Exercise details →
Sort through the material below and copy each line with "roof".

-- The input follows --

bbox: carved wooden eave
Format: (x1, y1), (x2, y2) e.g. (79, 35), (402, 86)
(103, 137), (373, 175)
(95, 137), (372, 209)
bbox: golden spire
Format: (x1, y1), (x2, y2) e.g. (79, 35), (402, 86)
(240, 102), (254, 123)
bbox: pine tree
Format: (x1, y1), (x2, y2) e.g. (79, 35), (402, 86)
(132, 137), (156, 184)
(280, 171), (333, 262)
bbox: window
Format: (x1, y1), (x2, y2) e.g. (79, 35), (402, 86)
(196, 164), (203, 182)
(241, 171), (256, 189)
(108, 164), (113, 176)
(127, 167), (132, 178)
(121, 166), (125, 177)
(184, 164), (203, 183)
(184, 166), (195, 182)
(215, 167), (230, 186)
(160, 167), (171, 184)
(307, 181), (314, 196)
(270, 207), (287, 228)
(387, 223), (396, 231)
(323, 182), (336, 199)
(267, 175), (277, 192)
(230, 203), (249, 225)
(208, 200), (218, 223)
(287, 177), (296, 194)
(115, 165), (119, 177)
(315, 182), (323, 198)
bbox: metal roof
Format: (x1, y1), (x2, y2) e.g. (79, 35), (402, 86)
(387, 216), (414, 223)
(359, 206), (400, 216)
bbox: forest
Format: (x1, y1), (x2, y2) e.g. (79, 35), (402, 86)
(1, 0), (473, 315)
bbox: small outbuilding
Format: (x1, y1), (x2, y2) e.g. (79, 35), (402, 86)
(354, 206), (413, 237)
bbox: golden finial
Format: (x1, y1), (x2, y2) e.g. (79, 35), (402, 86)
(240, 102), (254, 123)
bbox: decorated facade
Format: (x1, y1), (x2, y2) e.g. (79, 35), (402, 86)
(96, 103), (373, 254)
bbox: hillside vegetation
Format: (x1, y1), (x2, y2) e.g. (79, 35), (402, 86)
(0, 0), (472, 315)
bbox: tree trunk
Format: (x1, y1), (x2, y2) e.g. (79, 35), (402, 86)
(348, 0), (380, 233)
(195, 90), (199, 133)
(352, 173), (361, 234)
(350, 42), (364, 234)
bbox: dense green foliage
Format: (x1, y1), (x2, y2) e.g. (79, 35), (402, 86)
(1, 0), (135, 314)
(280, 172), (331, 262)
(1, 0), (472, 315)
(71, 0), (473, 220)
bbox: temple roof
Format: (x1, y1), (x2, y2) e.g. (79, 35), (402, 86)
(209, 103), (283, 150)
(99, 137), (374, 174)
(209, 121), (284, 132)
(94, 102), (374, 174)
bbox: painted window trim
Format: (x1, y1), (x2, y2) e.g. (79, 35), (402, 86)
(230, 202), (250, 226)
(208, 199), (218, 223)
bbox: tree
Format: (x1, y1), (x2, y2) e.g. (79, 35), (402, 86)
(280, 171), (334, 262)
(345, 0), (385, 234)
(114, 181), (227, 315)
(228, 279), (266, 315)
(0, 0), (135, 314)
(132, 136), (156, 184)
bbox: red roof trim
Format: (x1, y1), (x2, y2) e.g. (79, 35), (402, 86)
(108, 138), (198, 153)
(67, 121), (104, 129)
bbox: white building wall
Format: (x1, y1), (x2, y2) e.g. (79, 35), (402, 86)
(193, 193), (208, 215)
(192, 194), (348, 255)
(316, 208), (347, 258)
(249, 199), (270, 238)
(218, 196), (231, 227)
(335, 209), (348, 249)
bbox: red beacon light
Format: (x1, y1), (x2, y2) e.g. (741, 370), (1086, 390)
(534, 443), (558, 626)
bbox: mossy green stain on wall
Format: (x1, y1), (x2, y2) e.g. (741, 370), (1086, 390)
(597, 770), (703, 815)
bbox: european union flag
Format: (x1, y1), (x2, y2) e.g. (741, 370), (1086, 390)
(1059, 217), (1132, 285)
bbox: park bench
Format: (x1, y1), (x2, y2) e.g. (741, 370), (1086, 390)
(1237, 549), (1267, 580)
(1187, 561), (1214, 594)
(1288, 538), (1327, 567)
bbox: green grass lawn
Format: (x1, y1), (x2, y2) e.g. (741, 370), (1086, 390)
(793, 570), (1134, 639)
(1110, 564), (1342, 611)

-- The input concluded --

Answer to this problem →
bbox: metal roof
bbox: temple roof
bbox: red roof trim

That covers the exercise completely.